農地保全・試験栽培についての本文から、次の一文を英語に訳しなさい。「帰還困難区域でも、特定復興再生拠点が設けられ、管理計画に位置付けられれば、農地保全・試験栽培を行うことが可能です。」

**本文抜粋**.
********

A8.農地保全・試験栽培区域では、避難指示により区域内での営農が制限されており、一般の生産者の作付はできませんが、帰還困難区域である作付制限区域とは異なり、区域内への立入りが可能であり、可能な範囲で、除染後農地の保全管理や市町村の管理の下での試験栽培を実施します。
帰還困難区域でも、特定復興再生拠点が設けられ、管理計画に位置付けられれば、農地保全・試験栽培を行うことが可能です。
Q9.令和5年産米の農地保全・試験栽培の対象区域はどこですか。
A9.令和5年産米の農地保全・試験栽培の対象区域は、下表のとおりです。

********

[収集データ]
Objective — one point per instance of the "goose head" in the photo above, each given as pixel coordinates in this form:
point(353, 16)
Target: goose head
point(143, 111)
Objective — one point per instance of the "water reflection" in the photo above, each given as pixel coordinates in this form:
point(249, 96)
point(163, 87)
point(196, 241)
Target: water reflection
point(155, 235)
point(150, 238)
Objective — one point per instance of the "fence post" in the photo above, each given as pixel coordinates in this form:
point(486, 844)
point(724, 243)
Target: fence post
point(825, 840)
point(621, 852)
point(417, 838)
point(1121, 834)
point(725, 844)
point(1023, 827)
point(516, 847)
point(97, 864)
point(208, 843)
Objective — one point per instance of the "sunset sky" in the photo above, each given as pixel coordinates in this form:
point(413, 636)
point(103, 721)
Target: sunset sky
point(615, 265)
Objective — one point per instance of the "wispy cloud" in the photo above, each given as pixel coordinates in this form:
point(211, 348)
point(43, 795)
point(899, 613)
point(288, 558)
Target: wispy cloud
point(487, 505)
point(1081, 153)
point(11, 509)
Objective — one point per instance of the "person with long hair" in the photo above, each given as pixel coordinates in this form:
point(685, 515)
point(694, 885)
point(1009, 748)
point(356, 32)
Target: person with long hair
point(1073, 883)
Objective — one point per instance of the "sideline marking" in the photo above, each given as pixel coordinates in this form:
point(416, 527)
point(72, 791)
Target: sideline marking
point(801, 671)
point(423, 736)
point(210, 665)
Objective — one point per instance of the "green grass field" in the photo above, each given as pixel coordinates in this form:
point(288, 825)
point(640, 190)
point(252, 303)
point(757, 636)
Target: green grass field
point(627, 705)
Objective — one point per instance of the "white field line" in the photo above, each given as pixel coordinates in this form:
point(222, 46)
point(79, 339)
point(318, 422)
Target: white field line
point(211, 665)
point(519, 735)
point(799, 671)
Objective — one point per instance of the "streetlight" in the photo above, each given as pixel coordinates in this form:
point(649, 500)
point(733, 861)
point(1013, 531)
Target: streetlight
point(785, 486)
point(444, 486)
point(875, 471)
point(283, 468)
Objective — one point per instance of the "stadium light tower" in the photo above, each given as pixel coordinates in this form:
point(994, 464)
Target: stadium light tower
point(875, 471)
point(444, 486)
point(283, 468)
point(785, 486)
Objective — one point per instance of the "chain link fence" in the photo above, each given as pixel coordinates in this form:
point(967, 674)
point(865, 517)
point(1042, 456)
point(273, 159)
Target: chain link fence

********

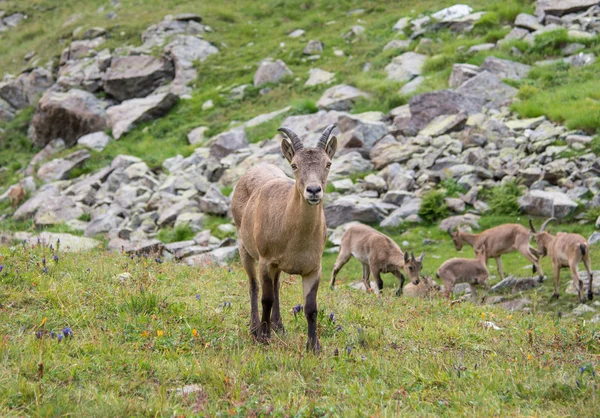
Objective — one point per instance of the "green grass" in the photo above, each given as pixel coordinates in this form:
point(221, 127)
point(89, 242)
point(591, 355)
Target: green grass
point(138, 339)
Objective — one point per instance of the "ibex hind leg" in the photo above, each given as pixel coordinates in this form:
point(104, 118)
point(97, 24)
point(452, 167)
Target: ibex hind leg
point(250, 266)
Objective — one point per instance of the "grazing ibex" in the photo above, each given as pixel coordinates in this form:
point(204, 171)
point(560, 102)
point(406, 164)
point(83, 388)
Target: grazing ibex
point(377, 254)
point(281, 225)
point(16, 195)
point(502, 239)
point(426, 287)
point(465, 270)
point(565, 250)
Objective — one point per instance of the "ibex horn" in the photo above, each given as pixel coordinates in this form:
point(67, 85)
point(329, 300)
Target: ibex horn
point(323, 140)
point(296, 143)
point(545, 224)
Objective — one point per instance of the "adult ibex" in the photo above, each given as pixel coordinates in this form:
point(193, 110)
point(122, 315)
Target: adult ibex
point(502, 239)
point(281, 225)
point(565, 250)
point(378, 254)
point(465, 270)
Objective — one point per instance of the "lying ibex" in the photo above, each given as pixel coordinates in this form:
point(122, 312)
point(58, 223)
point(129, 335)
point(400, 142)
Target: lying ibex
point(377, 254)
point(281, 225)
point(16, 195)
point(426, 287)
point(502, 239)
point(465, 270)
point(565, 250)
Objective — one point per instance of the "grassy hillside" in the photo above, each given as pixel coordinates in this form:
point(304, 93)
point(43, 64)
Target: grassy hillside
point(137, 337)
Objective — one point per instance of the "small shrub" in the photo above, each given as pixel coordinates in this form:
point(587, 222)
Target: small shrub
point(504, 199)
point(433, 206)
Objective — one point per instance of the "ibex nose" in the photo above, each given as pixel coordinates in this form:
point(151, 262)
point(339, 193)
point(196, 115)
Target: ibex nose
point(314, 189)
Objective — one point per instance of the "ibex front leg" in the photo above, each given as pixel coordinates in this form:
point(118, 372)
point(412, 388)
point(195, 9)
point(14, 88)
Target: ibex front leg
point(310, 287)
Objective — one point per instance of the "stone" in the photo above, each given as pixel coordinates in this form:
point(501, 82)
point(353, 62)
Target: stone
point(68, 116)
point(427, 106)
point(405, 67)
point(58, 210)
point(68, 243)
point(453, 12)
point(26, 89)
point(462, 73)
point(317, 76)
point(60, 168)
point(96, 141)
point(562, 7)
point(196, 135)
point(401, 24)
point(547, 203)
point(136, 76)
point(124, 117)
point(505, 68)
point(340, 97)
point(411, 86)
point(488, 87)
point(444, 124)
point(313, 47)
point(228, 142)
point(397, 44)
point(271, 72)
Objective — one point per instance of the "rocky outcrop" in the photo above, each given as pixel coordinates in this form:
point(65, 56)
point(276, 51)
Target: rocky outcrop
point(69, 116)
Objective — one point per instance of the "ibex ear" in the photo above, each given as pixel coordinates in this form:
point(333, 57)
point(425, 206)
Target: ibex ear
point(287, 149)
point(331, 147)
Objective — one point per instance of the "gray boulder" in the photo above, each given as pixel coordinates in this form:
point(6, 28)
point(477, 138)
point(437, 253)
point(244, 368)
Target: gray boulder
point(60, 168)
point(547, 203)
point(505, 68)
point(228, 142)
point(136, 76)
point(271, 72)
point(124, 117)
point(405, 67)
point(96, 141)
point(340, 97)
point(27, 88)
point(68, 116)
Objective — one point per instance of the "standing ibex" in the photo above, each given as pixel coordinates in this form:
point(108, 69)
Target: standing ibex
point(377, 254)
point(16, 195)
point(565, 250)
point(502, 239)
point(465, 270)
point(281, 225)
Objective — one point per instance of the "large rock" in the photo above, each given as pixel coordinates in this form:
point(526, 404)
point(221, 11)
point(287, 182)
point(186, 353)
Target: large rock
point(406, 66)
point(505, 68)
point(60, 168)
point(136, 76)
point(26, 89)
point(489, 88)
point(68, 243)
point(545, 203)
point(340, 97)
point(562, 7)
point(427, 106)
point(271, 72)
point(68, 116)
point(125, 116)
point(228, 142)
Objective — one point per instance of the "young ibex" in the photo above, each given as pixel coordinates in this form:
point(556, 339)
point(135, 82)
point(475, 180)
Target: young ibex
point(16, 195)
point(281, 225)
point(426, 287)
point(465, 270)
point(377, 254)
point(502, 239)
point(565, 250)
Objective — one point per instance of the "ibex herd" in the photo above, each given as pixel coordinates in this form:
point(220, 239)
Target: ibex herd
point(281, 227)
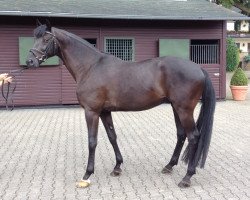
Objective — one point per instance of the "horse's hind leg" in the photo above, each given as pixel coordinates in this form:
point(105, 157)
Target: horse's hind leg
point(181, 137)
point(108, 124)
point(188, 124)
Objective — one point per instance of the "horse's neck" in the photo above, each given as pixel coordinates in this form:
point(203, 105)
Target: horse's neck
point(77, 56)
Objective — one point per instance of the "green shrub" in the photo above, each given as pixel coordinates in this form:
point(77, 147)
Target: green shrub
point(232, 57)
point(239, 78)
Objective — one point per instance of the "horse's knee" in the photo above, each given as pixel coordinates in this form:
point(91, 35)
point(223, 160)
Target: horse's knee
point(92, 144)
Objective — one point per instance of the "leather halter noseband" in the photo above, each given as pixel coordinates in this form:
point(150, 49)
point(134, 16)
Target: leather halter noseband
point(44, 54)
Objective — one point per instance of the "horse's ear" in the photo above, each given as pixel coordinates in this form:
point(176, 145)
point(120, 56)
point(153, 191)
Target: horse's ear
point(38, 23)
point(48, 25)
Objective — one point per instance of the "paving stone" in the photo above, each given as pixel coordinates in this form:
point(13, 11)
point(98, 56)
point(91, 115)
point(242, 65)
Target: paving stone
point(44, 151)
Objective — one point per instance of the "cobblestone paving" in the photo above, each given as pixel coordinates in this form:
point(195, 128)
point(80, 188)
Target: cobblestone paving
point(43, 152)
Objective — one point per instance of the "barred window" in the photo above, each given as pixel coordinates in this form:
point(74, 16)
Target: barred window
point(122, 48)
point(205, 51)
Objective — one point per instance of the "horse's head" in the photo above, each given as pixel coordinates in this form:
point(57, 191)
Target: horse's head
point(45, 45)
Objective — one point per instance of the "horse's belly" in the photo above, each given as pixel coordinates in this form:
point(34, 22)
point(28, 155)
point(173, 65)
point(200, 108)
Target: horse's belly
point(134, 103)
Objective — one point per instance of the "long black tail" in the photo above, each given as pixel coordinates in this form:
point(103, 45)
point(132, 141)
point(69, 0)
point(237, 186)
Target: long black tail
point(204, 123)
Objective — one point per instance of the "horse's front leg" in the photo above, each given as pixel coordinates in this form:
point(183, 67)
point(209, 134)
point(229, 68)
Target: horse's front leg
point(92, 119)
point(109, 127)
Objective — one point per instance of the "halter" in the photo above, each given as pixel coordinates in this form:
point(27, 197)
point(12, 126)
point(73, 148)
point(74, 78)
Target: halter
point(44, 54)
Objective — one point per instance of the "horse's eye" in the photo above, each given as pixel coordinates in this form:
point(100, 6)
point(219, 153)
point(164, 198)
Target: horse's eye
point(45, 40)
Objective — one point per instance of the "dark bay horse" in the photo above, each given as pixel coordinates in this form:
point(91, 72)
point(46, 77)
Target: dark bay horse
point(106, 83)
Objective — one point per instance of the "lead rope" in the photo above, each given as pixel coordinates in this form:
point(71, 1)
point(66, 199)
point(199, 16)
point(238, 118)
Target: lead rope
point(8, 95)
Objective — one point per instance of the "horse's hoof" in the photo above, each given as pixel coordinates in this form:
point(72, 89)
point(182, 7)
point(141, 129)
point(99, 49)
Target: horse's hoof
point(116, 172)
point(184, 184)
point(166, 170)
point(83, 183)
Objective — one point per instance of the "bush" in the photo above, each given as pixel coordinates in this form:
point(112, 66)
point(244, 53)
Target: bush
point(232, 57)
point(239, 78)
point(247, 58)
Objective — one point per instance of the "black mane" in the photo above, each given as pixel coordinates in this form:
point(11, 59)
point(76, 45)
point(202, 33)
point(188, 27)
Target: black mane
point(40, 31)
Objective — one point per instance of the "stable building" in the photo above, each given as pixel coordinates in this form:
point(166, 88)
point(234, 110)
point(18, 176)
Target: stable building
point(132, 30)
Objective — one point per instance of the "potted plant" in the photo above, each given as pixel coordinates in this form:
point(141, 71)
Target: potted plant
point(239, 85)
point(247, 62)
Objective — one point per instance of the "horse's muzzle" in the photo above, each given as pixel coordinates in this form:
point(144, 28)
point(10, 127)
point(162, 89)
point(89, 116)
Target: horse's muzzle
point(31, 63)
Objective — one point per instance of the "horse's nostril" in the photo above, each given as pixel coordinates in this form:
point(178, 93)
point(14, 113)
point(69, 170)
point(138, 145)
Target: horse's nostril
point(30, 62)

********

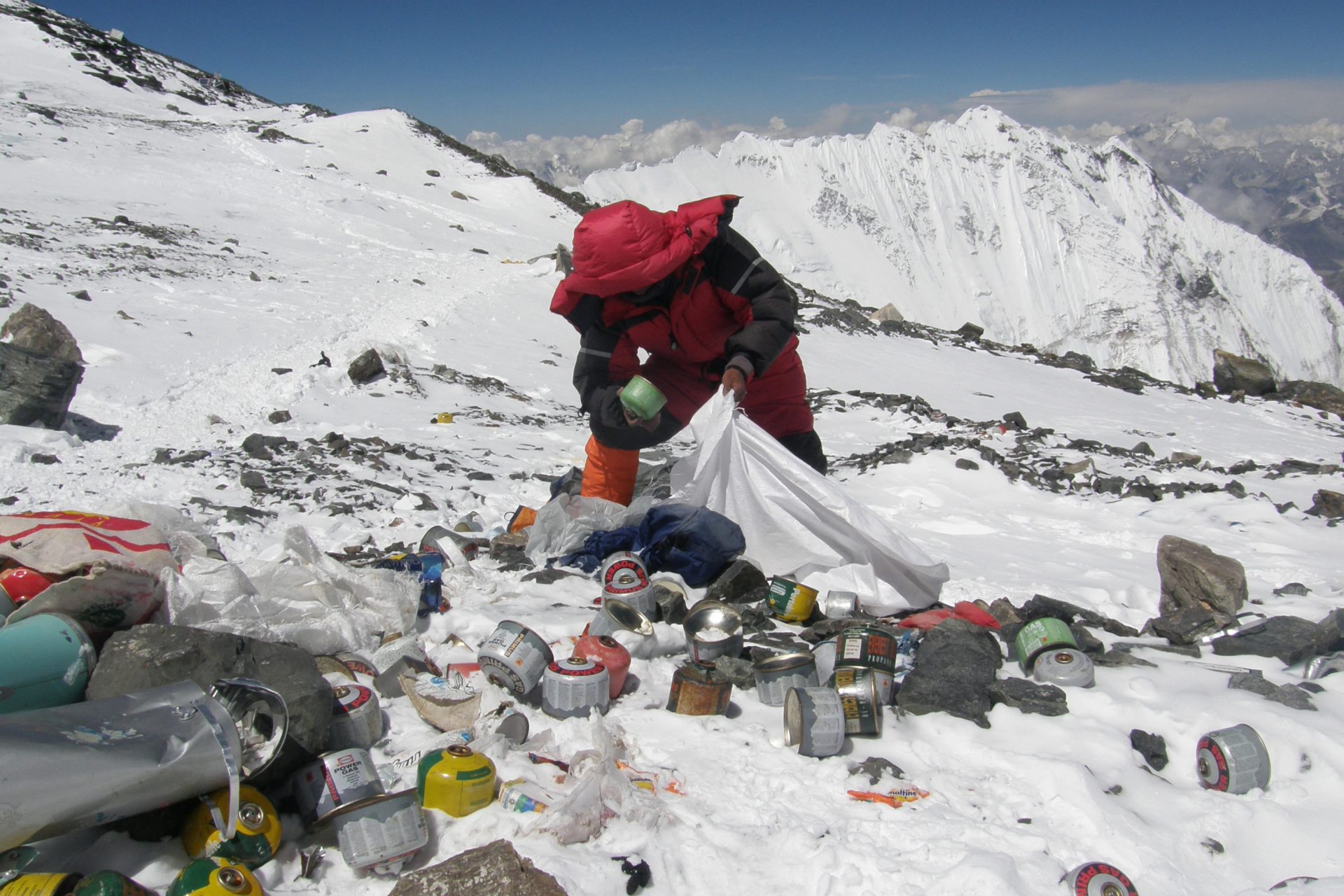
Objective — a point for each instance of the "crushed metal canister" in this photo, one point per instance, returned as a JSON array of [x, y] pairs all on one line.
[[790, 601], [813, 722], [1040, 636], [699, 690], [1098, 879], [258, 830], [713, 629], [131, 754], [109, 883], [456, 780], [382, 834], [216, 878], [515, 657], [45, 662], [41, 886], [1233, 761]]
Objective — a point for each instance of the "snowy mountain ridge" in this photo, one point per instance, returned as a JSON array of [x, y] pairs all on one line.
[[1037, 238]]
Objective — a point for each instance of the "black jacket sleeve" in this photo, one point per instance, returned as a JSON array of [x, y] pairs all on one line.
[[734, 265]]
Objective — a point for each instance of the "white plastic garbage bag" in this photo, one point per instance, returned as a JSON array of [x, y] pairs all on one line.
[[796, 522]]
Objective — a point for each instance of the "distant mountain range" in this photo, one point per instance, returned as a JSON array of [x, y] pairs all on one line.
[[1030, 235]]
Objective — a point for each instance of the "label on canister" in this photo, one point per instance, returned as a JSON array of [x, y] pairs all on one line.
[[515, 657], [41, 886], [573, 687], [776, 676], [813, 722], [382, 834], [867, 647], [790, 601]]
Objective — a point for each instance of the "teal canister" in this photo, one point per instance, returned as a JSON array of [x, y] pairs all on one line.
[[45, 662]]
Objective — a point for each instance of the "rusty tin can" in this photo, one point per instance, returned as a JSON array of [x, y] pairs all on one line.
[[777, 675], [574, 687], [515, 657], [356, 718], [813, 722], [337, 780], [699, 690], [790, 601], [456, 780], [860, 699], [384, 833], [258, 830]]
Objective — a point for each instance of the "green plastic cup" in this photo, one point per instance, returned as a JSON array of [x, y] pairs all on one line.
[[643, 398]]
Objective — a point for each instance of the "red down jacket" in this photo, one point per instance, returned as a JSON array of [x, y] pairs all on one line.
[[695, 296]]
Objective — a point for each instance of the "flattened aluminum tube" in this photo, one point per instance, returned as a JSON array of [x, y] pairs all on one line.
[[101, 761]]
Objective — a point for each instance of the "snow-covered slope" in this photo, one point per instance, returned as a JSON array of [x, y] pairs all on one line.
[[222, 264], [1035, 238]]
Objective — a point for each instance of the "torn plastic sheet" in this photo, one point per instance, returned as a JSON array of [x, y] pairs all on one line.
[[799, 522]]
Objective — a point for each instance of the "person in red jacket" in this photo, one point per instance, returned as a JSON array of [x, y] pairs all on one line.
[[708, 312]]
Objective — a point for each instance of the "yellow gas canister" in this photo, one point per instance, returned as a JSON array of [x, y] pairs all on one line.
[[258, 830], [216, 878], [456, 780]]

********

**解答例**. Even in a difficult-to-return zone, farmland conservation and trial cultivation can be carried out if a Specified Reconstruction and Revitalization Base is established there and incorporated into the management plan.